In their tribute blog post to King by home video label Code Red, they mention an audio commentary he recorded for their planned DVD of the 1975 exploitation film Trip with the Teacher, in which he played a psycho taunting leggy teachers in the desert, and after recording 75 mins. worth of reminiscences, King seemed to realize there was some personal reward in revisiting older works and recording one’s own history for posterity.

With his passing in February, so disappeared an important pioneer of American erotica, and while his best work was far behind him, fans never doubted there was a passion behind the man – it just got a little misdirected, or perhaps overwhelmed by the demands of brand management.

The only significant interview King gave that comes to mind was for Premiere magazine, during the making of Wild Orchid 2, which was likely around 1990, when the film was known as “Blue Movie Blue” before it was slapped with a franchise name and number that bore no relation to the original Wild Orchid. At least, that’s the tone I recall from the piece because Premiere is long gone, and my hardcopy is probably buried in deep storage, far away from my hands.

Set task 1:
Answer these questions using the passage about King:
(a) In what year was the film Trip with the Teacher made?
(b) In which month did King die?
(c) What was Wild Orchid 2 called before it received its franchise name?
The passage about King and the records were taken from unrelated sources.

Materials provided:
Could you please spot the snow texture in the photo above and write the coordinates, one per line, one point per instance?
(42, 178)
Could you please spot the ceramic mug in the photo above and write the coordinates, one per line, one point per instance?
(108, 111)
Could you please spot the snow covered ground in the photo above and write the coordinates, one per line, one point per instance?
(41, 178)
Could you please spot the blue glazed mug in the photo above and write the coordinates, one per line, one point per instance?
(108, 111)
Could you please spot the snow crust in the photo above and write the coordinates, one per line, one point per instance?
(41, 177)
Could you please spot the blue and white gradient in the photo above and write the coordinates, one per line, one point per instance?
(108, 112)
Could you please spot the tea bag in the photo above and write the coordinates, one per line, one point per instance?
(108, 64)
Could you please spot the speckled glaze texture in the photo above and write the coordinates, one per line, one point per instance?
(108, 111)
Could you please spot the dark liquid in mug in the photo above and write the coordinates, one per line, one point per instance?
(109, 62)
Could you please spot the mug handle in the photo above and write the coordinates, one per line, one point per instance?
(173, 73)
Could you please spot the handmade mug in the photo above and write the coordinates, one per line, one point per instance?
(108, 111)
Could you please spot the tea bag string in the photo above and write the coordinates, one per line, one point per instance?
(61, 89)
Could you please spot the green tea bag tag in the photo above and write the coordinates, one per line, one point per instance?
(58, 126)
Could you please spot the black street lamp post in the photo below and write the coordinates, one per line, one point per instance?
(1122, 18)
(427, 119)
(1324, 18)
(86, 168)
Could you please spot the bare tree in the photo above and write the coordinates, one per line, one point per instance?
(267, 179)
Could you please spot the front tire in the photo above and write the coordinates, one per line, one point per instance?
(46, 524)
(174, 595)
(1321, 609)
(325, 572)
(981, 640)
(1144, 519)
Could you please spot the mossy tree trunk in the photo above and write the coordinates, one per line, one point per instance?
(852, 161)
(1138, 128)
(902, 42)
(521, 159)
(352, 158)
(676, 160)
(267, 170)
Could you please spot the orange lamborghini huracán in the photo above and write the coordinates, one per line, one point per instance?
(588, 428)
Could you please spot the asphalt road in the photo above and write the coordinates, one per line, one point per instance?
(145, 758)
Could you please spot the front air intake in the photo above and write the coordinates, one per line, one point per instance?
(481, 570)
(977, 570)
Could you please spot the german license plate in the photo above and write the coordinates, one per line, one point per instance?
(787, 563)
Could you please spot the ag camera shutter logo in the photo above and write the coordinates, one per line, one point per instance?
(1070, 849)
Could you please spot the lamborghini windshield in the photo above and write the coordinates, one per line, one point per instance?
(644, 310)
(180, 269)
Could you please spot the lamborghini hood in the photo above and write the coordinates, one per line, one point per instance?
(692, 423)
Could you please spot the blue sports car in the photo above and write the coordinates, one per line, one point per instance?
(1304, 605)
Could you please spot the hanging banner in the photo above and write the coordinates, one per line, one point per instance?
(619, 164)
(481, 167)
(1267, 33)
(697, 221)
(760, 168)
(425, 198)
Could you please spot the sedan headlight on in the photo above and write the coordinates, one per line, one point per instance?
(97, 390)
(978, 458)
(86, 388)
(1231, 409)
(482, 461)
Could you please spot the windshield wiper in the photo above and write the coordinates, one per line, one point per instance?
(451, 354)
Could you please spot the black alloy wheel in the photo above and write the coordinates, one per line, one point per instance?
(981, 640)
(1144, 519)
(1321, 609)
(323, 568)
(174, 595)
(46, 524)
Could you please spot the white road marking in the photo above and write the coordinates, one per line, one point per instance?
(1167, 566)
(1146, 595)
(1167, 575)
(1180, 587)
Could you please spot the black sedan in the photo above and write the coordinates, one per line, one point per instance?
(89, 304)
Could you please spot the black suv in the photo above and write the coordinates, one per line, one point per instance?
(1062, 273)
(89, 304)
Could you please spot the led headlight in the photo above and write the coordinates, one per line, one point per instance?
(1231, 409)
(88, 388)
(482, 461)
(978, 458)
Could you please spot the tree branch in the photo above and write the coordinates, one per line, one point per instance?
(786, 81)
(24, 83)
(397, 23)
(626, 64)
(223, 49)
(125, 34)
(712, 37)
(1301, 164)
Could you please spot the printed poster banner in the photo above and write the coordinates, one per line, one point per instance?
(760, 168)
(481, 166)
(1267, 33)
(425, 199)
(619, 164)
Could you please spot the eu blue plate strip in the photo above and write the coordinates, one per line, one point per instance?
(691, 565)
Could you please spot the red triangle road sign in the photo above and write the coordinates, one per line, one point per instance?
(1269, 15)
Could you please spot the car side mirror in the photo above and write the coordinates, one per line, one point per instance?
* * *
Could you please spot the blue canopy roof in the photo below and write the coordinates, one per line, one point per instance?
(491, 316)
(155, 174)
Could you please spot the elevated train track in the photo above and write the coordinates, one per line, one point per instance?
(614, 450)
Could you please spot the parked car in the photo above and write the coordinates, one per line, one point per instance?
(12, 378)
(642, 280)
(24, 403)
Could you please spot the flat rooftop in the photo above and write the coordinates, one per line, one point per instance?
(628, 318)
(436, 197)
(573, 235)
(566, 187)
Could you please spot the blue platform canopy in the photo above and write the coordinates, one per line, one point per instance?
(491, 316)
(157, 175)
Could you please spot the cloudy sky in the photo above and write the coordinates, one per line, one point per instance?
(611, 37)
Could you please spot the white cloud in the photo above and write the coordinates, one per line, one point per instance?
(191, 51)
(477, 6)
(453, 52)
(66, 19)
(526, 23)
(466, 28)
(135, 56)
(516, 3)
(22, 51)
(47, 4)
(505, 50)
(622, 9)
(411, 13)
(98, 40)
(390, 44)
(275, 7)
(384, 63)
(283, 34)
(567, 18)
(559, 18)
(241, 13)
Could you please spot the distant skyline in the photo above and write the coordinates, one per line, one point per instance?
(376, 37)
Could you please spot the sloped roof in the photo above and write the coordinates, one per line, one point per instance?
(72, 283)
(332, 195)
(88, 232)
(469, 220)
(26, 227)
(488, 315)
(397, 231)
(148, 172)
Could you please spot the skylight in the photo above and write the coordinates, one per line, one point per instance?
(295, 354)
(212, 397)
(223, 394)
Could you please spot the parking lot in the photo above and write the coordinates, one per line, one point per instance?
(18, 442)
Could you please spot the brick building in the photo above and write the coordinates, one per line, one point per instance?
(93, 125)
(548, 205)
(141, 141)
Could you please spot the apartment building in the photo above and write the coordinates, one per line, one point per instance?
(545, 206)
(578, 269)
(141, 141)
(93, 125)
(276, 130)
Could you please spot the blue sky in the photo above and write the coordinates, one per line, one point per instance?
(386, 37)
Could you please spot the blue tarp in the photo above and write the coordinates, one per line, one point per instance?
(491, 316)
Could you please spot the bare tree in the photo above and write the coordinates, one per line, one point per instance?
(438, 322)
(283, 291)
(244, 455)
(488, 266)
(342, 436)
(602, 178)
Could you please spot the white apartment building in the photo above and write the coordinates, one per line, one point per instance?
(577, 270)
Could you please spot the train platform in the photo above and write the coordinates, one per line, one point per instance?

Set task 2:
State only the number of lines in the records that contain the string "road".

Complete output 1:
(a) 1975
(b) February
(c) "Blue Movie Blue"

Complete output 2:
3